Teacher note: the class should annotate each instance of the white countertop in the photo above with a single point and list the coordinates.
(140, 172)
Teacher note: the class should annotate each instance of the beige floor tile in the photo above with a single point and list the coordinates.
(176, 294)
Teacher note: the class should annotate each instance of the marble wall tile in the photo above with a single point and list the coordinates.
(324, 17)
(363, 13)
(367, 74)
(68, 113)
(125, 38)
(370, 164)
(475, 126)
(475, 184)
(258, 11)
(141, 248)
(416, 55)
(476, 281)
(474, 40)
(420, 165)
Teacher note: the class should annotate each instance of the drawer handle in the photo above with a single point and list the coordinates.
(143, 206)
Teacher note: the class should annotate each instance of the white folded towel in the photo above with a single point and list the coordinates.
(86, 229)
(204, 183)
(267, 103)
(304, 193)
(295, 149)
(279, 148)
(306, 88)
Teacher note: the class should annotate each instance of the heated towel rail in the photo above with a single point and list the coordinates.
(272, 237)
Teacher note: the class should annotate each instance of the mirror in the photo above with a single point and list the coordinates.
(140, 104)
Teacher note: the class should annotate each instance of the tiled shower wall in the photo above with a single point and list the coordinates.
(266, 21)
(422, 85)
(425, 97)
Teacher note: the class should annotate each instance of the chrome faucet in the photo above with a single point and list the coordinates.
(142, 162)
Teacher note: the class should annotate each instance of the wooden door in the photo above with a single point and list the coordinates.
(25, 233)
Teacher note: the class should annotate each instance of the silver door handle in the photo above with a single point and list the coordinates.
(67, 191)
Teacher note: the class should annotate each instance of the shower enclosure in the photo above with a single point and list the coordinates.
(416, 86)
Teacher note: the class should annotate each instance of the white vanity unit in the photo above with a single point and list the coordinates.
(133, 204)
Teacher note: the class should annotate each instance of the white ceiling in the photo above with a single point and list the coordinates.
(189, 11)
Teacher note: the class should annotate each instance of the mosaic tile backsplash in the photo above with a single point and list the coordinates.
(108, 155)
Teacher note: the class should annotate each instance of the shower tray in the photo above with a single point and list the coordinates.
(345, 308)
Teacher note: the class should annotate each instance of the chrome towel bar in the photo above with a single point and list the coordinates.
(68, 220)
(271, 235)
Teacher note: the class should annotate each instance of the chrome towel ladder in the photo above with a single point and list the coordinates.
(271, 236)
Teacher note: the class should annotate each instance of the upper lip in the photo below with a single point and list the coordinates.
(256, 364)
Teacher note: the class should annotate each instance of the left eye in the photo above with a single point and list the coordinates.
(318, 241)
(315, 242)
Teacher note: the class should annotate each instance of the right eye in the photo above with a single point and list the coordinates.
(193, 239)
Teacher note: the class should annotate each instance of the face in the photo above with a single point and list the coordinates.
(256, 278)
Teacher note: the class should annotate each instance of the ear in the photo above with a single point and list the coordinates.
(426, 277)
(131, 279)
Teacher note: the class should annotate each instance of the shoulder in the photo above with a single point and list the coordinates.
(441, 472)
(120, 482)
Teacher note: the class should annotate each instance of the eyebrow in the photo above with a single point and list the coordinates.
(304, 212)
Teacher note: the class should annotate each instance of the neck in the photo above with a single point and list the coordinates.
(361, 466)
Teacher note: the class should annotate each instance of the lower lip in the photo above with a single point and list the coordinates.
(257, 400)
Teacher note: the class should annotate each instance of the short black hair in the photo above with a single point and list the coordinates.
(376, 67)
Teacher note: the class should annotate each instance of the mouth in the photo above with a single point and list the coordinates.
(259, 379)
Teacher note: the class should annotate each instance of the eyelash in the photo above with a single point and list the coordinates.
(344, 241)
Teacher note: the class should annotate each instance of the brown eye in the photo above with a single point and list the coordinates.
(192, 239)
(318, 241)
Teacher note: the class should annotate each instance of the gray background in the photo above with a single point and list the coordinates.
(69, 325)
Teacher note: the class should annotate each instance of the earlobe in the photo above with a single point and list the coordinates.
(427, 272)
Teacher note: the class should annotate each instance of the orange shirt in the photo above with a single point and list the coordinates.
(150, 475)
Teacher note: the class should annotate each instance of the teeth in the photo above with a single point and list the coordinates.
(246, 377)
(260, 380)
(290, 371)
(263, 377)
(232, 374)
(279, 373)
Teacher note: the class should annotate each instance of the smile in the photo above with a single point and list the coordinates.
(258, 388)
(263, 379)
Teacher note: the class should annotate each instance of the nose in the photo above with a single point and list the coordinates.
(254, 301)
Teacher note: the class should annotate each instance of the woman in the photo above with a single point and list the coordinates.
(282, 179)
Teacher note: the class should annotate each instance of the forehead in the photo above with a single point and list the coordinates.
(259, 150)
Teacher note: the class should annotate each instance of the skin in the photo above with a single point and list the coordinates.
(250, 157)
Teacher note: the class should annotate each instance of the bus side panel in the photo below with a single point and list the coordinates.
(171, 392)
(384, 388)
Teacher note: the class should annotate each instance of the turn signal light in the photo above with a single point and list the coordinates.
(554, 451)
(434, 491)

◇ ◇ ◇ ◇ ◇

EXERCISE INSTRUCTIONS » Begin with the line containing "of the skin" and repeat each line exactly until the records above end.

ANSWER IN FULL »
Teacher note: the class should annotate each instance of the skin in the photo above with a single point and list the coordinates.
(250, 157)
Teacher note: the class should annotate each instance of the bus side panel in the photo below with a single point and list the coordinates.
(171, 392)
(384, 388)
Teacher note: the class should annotate each instance of the turn signal light in the photo above with a single point and list the coordinates.
(554, 451)
(434, 491)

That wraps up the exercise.